**Prompt A:**
According to the light therapy article, when does seasonal depression usually occur?
**Prompt B:**
Duplicate the portion of the light therapy article between "In a light therapy" and "disorder (aka dementia)", inclusive.

**Excerpted passage:**
○ ○ ○ ○ ○

Light therapy is a proven treatment for seasonal depression — and it might help with other forms of depression, too.
Light therapy — aka bright light therapy or phototherapy — is a type of therapy where you’re exposed to artificial light. It’s typically used for people with seasonal depression, sometimes known as seasonal affective disorder (SAD).
This type of depression usually occurs when there’s less natural light during the fall and winter months.
“Natural sunlight ranks best when it comes to emotional well-being. However, certain times of the year bring about shorter days and longer nights,” says Michele Leno, PhD, LP, a licensed psychologist and founder of DML Psychological Services, PLLC, in Detroit, Michigan.
“So light therapy is the next best thing for some,” Leno says. “While it may not cure depression or eliminate the need for therapy, a light therapy lamp can improve mood and energy.”
In a light therapy session, you sit by a light therapy box, which emits bright light similar to natural sunlight. Using the right frequencies and exposures can increase serotonin and norepinephrine levels, the chemicals in your brain that play a role in mood regulation.
People might use light therapy for various reasons, including to:
- relieve symptoms of seasonal affective disorder
- try a natural depression treatment
- boost the effectiveness of psychotherapy or antidepressants
- use in combination with a lower dose of antidepressant medication
- use as an alternative to antidepressants if you’re pregnant or breastfeeding
Light therapy can be used to treat:
- seasonal depression
- other types of depression
- bipolar disorder depression, though it may not be ideal for people who experience manic episodes
- major neurocognitive disorder (aka dementia)
- sleep disorders
- adapting to a work schedule that’s during night hours
Other forms of light therapy can help treat certain skin conditions.
Studies have suggested that bright light therapy might work by affecting your circadian rhythm (your body’s natural 24-hour cycle) and serotonin uptake in the brain.

○ ○ ○ ○ ○

**Stored items:**
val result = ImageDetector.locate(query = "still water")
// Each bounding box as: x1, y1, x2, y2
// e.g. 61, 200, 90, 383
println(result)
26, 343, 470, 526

○ ○ ○ ○ ○

**Task response A:**
It usually occurs when there's less natural light during the fall and winter months.

**Task response B:**
In a light therapy session, you sit by a light therapy box, which emits bright light similar to natural sunlight. Using the right frequencies and exposures can increase serotonin and norepinephrine levels, the chemicals in your brain that play a role in mood regulation.
People might use light therapy for various reasons, including to:
- relieve symptoms of seasonal affective disorder
- try a natural depression treatment
- boost the effectiveness of psychotherapy or antidepressants
- use in combination with a lower dose of antidepressant medication
- use as an alternative to antidepressants if you’re pregnant or breastfeeding
Light therapy can be used to treat:
- seasonal depression
- other types of depression
- bipolar disorder depression, though it may not be ideal for people who experience manic episodes
- major neurocognitive disorder (aka dementia)